WHAT IS REQUIRED: Using the records below, transcribe word for word the stretch from the line that contains "Could you please indicate the finger" through the line that contains "Could you please indicate the wall", both end lines included, and nothing else.

PROVIDED RECORDS:
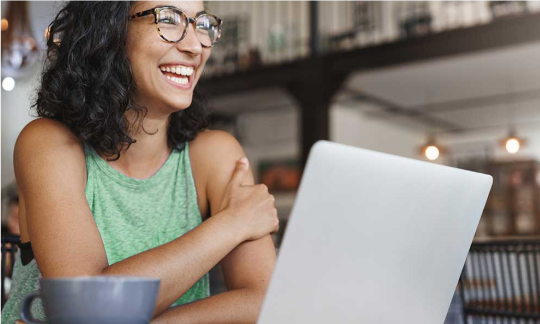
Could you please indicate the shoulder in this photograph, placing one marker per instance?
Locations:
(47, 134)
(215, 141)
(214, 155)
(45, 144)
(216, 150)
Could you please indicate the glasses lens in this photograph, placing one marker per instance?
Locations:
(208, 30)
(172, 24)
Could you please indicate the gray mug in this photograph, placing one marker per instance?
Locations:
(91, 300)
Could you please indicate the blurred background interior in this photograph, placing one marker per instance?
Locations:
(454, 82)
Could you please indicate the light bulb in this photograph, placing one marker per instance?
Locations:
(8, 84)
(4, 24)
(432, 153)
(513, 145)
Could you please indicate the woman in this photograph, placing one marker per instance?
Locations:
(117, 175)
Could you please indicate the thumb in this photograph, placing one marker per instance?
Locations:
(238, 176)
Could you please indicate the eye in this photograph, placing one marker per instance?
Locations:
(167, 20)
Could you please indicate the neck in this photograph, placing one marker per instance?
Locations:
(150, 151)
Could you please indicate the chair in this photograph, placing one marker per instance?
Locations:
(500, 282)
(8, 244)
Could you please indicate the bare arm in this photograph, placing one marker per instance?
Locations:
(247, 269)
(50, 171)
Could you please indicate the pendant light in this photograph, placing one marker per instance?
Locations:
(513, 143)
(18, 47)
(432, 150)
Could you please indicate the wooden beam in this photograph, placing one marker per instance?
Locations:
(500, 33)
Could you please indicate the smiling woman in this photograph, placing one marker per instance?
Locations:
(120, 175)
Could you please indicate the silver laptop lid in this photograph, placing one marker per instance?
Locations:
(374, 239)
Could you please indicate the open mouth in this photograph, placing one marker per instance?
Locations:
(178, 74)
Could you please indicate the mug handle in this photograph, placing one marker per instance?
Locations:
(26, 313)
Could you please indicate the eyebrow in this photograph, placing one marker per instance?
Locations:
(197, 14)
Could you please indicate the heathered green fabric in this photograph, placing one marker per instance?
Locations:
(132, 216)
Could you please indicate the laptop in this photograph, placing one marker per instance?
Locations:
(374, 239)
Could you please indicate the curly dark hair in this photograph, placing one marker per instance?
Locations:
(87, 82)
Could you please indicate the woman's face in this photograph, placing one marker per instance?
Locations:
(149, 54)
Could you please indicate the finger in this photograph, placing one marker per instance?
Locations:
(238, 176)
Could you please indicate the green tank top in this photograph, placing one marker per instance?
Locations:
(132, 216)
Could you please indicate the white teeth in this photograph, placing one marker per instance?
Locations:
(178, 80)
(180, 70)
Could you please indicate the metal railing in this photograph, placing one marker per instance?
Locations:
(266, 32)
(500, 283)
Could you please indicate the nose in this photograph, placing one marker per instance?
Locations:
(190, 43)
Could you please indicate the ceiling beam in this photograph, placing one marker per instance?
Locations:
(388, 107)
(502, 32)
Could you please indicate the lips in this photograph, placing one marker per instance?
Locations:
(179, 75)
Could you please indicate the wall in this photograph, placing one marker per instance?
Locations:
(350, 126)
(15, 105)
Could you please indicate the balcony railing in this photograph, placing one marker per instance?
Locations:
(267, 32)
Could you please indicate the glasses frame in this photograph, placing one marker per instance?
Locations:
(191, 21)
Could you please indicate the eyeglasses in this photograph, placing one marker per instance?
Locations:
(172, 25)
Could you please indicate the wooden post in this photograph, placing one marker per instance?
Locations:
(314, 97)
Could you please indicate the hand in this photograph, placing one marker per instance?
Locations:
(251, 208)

---

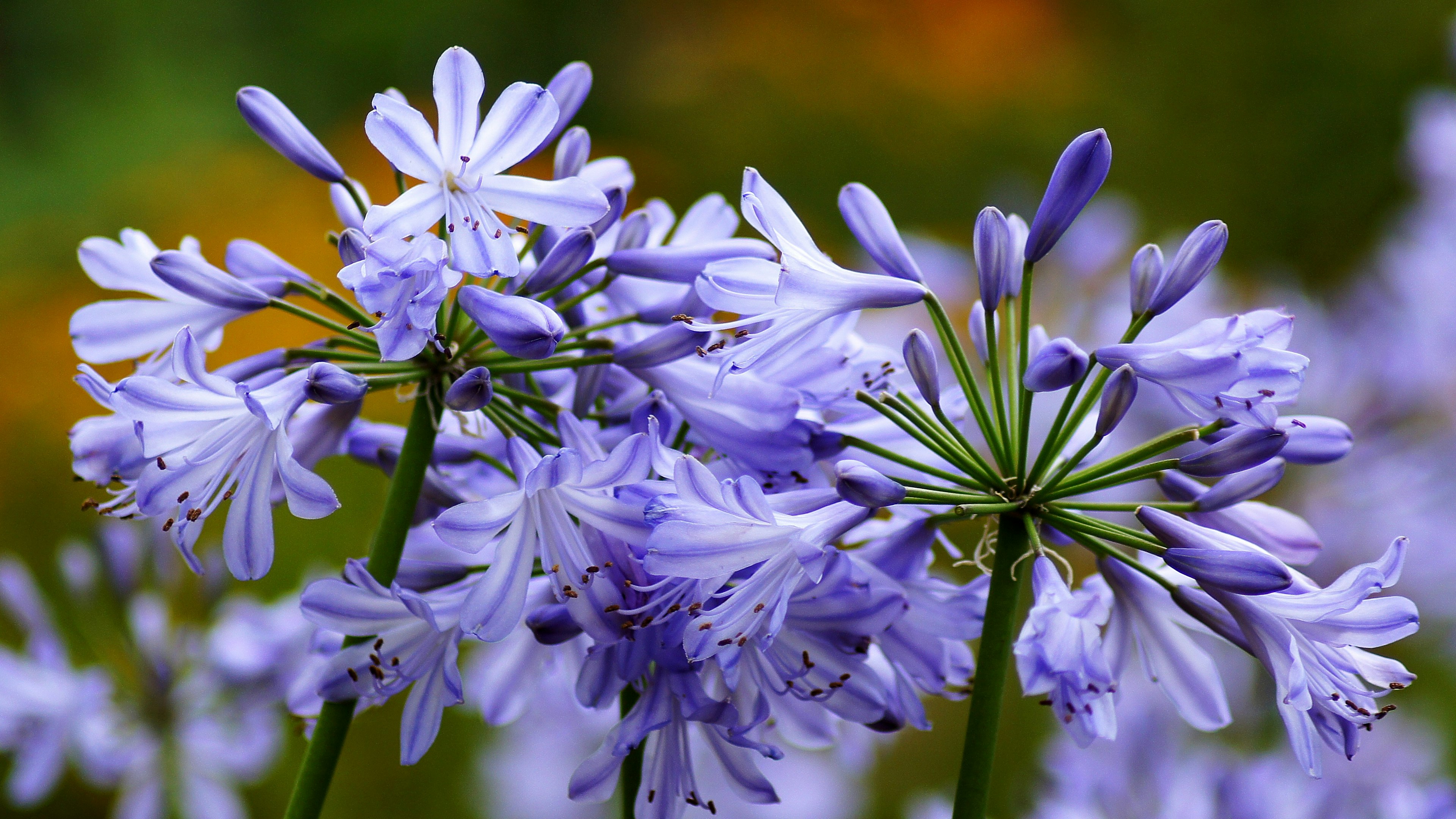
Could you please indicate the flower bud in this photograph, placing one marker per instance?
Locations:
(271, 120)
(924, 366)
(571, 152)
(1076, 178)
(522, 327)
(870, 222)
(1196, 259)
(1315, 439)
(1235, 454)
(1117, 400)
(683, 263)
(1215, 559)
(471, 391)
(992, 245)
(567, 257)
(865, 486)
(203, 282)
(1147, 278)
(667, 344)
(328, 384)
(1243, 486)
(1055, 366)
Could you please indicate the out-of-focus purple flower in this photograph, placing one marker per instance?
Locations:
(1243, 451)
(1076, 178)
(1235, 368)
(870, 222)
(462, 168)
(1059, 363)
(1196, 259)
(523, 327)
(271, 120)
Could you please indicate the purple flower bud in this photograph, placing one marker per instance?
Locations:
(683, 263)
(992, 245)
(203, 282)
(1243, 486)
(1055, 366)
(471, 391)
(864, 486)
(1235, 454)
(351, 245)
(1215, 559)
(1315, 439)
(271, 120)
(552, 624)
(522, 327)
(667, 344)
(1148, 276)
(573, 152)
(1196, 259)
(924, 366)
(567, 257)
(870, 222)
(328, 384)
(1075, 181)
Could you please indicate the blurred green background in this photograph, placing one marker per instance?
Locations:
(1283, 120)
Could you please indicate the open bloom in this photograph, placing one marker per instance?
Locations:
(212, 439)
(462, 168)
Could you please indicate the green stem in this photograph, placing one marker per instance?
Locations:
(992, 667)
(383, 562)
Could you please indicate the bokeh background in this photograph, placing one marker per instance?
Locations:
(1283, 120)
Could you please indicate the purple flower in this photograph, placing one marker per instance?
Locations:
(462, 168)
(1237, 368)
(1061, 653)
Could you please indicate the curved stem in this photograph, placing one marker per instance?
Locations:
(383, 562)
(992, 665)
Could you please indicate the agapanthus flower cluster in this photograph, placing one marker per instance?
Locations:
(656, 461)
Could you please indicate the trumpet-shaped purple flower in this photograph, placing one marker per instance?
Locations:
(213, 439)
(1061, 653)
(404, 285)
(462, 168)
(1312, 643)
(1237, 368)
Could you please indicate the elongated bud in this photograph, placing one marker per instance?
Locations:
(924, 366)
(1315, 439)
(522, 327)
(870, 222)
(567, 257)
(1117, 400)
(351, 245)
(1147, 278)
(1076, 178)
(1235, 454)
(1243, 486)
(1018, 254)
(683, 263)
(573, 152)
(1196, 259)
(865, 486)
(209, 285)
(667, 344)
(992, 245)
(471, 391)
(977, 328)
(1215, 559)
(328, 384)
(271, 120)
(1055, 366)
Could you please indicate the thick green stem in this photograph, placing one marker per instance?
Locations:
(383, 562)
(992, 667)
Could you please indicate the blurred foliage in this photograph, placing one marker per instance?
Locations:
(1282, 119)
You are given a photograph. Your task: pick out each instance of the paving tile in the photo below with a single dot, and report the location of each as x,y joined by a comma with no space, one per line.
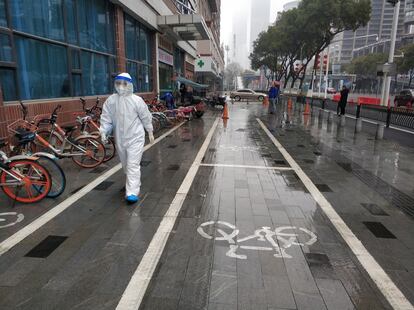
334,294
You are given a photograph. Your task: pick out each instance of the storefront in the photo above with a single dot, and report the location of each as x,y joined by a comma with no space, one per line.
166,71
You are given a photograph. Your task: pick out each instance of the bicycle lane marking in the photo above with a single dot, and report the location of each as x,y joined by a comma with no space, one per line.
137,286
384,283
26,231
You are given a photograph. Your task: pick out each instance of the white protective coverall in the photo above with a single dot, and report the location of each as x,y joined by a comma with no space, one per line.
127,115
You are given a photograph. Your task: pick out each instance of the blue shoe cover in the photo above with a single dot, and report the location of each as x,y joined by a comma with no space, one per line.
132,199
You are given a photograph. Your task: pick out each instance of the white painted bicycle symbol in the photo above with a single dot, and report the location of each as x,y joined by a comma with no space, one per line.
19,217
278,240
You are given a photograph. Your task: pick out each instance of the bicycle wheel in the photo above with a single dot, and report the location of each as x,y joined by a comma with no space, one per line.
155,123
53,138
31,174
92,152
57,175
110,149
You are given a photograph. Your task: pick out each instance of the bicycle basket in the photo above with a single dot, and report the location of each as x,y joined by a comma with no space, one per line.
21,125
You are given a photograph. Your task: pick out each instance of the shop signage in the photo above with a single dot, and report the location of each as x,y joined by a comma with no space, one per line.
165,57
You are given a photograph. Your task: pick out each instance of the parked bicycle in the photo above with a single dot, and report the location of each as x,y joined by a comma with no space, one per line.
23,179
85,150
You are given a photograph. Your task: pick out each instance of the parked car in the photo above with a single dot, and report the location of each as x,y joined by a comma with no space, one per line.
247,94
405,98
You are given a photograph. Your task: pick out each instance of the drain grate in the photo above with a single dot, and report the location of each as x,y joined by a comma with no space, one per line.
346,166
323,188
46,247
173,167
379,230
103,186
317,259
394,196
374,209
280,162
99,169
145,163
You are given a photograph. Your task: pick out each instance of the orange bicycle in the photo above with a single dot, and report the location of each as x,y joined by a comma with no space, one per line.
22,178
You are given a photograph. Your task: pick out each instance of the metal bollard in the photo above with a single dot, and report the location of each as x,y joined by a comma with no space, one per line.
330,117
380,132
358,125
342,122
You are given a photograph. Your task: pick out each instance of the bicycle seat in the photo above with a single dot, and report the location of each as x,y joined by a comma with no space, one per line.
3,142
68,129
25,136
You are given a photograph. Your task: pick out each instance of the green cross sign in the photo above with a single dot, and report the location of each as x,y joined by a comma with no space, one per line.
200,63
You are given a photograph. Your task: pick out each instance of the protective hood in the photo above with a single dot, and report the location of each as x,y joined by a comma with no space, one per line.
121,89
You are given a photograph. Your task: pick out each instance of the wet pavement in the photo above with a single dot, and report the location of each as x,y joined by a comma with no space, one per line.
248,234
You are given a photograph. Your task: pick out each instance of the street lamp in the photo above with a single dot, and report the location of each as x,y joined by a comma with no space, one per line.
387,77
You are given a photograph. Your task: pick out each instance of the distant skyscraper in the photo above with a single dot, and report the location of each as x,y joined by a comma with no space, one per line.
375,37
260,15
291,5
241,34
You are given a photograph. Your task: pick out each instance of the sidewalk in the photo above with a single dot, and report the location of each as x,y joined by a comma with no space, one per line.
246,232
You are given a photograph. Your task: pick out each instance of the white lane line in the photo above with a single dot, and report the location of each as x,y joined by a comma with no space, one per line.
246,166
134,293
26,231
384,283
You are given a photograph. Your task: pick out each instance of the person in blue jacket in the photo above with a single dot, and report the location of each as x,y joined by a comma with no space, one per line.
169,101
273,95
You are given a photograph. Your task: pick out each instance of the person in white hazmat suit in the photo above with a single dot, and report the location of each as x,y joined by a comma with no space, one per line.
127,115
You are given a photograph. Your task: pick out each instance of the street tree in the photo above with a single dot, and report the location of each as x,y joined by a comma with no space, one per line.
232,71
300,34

...

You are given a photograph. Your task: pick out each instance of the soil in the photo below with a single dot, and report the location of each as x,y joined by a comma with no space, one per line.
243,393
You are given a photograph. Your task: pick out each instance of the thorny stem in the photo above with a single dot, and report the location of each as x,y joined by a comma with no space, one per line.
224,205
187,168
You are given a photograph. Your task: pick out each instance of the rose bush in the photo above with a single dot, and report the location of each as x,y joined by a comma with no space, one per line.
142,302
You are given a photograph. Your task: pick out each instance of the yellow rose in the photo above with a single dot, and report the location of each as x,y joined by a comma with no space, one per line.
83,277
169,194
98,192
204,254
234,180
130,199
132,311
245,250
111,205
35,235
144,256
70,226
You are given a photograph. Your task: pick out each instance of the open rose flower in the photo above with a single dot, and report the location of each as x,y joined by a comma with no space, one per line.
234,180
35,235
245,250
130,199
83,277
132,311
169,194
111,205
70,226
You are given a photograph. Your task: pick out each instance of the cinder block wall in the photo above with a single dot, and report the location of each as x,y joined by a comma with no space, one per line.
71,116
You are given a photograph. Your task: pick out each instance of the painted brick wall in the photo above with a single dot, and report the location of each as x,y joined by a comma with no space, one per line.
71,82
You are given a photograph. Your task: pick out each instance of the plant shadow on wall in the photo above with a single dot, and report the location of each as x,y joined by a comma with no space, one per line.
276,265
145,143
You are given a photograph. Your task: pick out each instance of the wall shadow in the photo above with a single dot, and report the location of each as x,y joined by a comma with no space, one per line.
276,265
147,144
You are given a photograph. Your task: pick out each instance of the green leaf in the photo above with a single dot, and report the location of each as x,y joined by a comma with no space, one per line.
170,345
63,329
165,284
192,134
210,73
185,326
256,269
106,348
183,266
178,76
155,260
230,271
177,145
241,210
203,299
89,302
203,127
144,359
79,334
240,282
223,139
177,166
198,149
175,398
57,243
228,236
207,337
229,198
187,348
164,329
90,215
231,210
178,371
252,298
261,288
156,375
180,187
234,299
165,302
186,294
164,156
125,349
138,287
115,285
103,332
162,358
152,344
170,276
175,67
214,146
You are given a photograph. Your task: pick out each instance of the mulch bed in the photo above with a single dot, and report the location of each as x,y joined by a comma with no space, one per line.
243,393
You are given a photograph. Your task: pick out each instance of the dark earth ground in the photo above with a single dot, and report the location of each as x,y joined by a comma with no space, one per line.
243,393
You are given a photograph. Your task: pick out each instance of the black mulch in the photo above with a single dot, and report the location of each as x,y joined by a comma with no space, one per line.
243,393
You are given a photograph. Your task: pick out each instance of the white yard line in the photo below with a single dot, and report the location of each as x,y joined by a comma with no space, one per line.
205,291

RESULT OF THE TASK:
Could you please indicate the finger in this photograph, placing one marker per instance?
Locations:
(238, 176)
Could you please indicate the green tank top in this photograph, placing one marker per instance?
Locations:
(132, 216)
Could you please indicate the white teeth in this photograph, placing one marker per instance?
Locations:
(178, 80)
(180, 70)
Could you please indicate the metal railing in this photograph, placing one marker per instance?
Locations:
(266, 32)
(500, 283)
Could you please indicate the nose in this photograph, placing one marker per instance?
Locations:
(190, 43)
Could you please indicate the ceiling beam in this photograph, placing one marker per instance?
Locations:
(388, 107)
(502, 32)
Could you please indicate the lips in this photograph, placing one marker per instance?
Locations:
(179, 75)
Could you please indicate the wall in this photograph, placing one marker per instance?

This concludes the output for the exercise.